## What to do
Pull out everything from the line containing "Target: short brown hair" down to the last line of the data below, both ends included, and reproduce it character for character.
##############################
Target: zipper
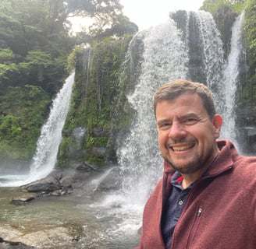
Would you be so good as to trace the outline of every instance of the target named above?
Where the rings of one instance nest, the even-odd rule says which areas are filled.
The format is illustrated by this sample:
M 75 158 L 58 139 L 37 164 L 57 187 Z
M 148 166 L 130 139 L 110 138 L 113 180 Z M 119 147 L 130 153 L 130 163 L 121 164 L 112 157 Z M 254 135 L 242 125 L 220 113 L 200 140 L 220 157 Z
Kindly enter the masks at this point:
M 198 211 L 197 211 L 197 217 L 200 217 L 201 215 L 202 214 L 203 212 L 203 209 L 202 208 L 199 208 Z

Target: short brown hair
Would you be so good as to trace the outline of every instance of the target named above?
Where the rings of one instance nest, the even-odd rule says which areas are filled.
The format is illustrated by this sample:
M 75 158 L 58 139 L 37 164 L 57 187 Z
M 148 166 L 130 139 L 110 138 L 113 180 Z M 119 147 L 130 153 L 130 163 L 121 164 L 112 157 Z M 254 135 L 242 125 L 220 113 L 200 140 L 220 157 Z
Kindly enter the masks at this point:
##############################
## Task answer
Target: short brown hair
Would you be so good as to trace the outline of every instance of the target named above?
Where the rings of one instance nest, the even-odd rule says which areas are filled.
The format is illustrated by this sample:
M 75 158 L 58 139 L 37 164 L 57 187 Z
M 148 166 L 130 139 L 110 138 L 113 180 Z M 119 147 L 130 153 L 130 163 L 121 164 L 112 157 Z M 254 135 L 242 125 L 220 113 L 200 140 L 220 157 Z
Kindly enter the masks at this point:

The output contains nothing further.